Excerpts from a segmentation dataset
+ + +
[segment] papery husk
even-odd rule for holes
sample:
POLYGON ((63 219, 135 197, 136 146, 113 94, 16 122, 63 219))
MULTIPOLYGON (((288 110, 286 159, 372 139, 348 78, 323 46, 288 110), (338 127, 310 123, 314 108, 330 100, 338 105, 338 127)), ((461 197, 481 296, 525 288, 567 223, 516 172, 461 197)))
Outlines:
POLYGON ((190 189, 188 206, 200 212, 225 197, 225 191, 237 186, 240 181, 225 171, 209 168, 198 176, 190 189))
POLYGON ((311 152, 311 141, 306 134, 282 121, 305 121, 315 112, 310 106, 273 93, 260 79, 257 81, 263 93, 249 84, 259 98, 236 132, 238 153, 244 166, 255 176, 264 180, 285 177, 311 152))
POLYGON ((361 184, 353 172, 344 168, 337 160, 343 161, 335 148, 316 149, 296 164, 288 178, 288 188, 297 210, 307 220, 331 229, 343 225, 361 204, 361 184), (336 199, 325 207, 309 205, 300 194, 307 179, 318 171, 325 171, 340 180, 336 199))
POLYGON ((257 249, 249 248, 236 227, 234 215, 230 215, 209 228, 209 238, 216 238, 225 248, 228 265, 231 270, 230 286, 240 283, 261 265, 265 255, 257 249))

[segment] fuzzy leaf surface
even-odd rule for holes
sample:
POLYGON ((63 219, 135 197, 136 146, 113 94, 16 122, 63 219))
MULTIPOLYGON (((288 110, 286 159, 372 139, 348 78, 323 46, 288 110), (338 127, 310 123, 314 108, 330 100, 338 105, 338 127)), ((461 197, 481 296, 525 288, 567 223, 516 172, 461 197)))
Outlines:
+ + +
*AIM OF THE EXERCISE:* Please convert the whole listing above into a numbered list, one line per item, and leave out the blank lines.

*OUTPUT OF THE EXERCISE:*
1. [segment] papery husk
2. even-odd rule for holes
3. sample:
4. POLYGON ((63 219, 135 197, 136 146, 113 94, 16 122, 63 219))
5. MULTIPOLYGON (((288 110, 286 159, 372 139, 348 78, 323 46, 288 110), (338 127, 310 123, 314 108, 330 100, 338 105, 338 127)), ((461 197, 481 296, 525 288, 567 223, 516 172, 461 197)))
6. Outlines:
7. POLYGON ((190 189, 188 206, 200 212, 225 197, 225 191, 237 186, 240 181, 225 171, 209 168, 198 176, 190 189))
8. POLYGON ((311 152, 311 141, 306 134, 282 121, 305 121, 315 112, 310 106, 273 93, 260 79, 257 81, 263 93, 249 84, 259 98, 236 132, 238 153, 244 166, 255 176, 264 180, 285 177, 311 152))
9. POLYGON ((361 184, 353 172, 344 168, 337 160, 343 161, 335 148, 316 149, 296 164, 288 178, 288 188, 297 210, 307 220, 331 229, 343 225, 361 204, 361 184), (336 199, 325 207, 309 205, 300 194, 307 179, 318 171, 325 171, 340 180, 336 199))
10. POLYGON ((257 249, 249 248, 236 227, 234 215, 230 215, 209 228, 209 238, 216 238, 225 248, 228 265, 231 270, 230 286, 240 283, 261 265, 265 255, 257 249))
11. [segment] fuzzy leaf surface
12. even-odd rule for holes
13. sample:
14. POLYGON ((63 219, 135 197, 136 146, 113 94, 16 122, 63 219))
15. MULTIPOLYGON (((288 110, 286 159, 372 139, 348 78, 323 46, 288 110), (338 127, 310 123, 314 108, 330 100, 338 105, 338 127)), ((461 197, 481 296, 525 288, 567 223, 516 172, 461 197)))
16. Outlines:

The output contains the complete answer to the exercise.